Records from a data collection:
━━━━━━━━━━━━━━━━━━━━

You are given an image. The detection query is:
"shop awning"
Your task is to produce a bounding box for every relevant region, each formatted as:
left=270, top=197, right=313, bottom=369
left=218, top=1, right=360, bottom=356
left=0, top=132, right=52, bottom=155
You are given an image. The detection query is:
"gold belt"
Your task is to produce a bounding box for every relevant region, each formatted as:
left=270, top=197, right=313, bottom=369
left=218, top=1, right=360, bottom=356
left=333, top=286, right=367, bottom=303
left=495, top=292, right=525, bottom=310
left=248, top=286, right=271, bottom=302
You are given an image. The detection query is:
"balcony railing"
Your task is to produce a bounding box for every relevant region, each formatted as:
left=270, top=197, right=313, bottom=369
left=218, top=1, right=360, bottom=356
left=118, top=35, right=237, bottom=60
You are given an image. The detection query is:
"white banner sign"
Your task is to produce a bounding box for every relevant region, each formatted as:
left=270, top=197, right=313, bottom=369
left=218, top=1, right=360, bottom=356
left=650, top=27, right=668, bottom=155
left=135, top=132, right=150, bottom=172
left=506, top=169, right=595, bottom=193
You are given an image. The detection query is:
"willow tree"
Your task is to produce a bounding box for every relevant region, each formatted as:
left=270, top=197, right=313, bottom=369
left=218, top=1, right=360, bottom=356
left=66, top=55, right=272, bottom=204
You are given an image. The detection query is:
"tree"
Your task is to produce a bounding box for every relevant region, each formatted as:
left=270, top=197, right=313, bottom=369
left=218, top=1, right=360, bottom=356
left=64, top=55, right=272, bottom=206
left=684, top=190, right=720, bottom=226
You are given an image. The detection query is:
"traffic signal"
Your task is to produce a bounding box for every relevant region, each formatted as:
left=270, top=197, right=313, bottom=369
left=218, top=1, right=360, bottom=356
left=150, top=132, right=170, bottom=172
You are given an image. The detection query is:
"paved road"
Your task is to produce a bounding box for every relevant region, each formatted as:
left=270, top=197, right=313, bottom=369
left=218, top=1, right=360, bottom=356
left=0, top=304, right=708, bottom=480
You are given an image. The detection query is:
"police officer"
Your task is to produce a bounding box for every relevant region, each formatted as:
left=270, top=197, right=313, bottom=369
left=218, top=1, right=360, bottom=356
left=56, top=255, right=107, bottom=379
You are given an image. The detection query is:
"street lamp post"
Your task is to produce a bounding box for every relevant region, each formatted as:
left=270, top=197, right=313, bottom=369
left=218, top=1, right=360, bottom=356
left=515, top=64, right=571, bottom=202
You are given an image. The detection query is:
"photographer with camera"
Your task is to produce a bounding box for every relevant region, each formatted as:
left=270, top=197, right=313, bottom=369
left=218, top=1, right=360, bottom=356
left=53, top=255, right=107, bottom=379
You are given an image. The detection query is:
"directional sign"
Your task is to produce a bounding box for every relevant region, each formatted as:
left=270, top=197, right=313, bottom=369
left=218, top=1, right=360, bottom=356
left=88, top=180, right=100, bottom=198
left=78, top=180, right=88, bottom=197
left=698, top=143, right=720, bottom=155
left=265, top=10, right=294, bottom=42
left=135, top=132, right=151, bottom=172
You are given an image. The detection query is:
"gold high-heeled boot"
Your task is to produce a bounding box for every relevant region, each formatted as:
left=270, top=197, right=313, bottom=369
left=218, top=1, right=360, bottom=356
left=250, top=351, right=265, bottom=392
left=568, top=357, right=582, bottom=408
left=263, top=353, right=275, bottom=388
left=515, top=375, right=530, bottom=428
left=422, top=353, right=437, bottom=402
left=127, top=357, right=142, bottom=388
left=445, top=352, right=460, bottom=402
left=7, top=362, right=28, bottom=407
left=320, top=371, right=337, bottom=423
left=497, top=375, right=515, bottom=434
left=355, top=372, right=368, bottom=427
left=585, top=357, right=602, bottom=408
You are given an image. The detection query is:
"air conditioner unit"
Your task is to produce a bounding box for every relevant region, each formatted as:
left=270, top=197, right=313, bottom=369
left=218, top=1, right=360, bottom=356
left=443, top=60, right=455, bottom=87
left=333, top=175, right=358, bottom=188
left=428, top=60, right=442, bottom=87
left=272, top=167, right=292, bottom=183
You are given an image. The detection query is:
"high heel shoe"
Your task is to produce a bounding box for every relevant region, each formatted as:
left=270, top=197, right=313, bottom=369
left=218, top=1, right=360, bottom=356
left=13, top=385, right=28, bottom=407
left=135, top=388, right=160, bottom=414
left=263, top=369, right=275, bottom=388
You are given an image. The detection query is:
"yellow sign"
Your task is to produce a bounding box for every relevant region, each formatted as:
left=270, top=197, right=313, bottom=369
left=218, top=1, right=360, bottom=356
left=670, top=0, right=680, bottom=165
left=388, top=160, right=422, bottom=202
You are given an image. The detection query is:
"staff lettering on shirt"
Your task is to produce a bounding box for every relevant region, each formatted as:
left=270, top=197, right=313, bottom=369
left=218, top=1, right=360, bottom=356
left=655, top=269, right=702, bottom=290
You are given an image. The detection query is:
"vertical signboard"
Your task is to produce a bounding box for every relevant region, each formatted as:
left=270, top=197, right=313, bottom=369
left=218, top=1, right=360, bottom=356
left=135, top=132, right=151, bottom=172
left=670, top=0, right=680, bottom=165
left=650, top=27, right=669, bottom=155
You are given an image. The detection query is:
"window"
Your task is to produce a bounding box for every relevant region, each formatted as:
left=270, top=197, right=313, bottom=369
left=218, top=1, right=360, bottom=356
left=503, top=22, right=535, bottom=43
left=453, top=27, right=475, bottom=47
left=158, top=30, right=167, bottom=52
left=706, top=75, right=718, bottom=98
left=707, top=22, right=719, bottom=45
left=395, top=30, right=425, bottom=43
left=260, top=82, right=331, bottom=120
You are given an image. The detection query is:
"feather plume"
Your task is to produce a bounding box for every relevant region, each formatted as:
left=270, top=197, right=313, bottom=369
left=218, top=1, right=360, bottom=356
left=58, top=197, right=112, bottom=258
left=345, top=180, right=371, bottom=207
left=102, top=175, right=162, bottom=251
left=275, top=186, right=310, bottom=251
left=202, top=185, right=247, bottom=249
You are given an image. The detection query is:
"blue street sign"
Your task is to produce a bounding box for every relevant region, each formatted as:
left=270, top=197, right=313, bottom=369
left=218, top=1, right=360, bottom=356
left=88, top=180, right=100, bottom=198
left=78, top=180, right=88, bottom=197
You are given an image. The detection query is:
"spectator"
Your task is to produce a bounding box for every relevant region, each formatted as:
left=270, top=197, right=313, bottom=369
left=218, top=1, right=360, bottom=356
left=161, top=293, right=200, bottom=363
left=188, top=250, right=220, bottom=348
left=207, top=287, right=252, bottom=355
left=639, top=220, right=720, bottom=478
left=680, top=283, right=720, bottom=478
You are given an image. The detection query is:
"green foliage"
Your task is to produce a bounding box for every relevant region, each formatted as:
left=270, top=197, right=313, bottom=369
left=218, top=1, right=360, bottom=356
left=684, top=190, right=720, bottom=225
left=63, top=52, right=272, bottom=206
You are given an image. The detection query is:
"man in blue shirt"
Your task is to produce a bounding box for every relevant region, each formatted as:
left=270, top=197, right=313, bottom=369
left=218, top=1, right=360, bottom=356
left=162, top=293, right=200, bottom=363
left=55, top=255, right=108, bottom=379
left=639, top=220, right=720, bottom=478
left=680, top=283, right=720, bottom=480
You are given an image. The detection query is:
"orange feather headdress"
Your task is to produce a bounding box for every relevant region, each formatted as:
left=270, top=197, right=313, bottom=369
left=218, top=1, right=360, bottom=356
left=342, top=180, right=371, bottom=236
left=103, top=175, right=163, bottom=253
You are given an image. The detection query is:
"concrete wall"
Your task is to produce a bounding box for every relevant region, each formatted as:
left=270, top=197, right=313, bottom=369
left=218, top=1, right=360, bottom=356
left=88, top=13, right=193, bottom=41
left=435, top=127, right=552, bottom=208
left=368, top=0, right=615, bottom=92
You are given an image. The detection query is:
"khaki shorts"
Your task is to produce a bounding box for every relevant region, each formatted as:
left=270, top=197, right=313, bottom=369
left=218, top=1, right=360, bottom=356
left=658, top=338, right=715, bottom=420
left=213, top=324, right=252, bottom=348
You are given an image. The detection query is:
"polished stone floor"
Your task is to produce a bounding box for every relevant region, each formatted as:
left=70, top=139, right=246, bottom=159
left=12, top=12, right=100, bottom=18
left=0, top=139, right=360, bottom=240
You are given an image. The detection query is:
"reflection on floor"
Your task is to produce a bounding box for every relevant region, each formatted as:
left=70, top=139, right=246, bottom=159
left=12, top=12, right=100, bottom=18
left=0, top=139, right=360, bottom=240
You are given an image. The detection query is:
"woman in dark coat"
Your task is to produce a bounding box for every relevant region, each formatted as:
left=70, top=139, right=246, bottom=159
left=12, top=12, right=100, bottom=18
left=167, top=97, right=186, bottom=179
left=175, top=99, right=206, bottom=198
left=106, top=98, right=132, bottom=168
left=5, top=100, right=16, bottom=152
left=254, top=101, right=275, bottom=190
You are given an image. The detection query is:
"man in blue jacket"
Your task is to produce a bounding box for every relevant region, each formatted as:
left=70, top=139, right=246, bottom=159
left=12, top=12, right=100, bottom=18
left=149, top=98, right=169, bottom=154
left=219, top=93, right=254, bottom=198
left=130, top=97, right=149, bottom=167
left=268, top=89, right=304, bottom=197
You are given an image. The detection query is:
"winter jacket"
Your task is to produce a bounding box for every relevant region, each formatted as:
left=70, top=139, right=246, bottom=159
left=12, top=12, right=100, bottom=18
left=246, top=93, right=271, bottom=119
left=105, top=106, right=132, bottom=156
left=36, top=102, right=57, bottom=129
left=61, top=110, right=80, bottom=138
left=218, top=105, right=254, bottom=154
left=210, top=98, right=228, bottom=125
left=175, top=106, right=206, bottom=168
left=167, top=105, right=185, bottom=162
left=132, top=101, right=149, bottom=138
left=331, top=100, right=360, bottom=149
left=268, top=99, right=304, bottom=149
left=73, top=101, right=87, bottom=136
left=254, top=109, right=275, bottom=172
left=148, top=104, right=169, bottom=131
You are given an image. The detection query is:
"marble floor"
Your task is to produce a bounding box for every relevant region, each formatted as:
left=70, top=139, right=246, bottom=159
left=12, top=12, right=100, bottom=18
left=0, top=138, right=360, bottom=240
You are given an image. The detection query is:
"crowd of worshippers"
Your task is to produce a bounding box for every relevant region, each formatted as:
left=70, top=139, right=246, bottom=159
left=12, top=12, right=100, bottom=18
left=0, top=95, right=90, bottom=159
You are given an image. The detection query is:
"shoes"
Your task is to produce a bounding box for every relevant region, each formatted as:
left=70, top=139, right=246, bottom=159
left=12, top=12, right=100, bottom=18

━━━━━━━━━━━━━━━━━━━━

PROBLEM: Reproduce every line from the start of the entries through the line holding "left=248, top=286, right=271, bottom=302", inclusive, requests included, and scale each bounding-box coordinate in the answers by 0.9, rounding to whole numbers with halves going up. Keep the numbers in the requests and their format samples unchanged.

THE SOLUTION:
You are given an image. The detection query is:
"shop awning"
Your task is to produce a bounding box for every relevant region, each formatted as:
left=270, top=197, right=313, bottom=369
left=218, top=1, right=360, bottom=356
left=0, top=119, right=47, bottom=140
You are given an image. The detection query is:
"gold belt"
Your task is to produce a bounding box for every relevant region, each formatted as:
left=270, top=197, right=313, bottom=369
left=218, top=1, right=360, bottom=356
left=300, top=257, right=330, bottom=273
left=446, top=263, right=473, bottom=279
left=223, top=257, right=244, bottom=272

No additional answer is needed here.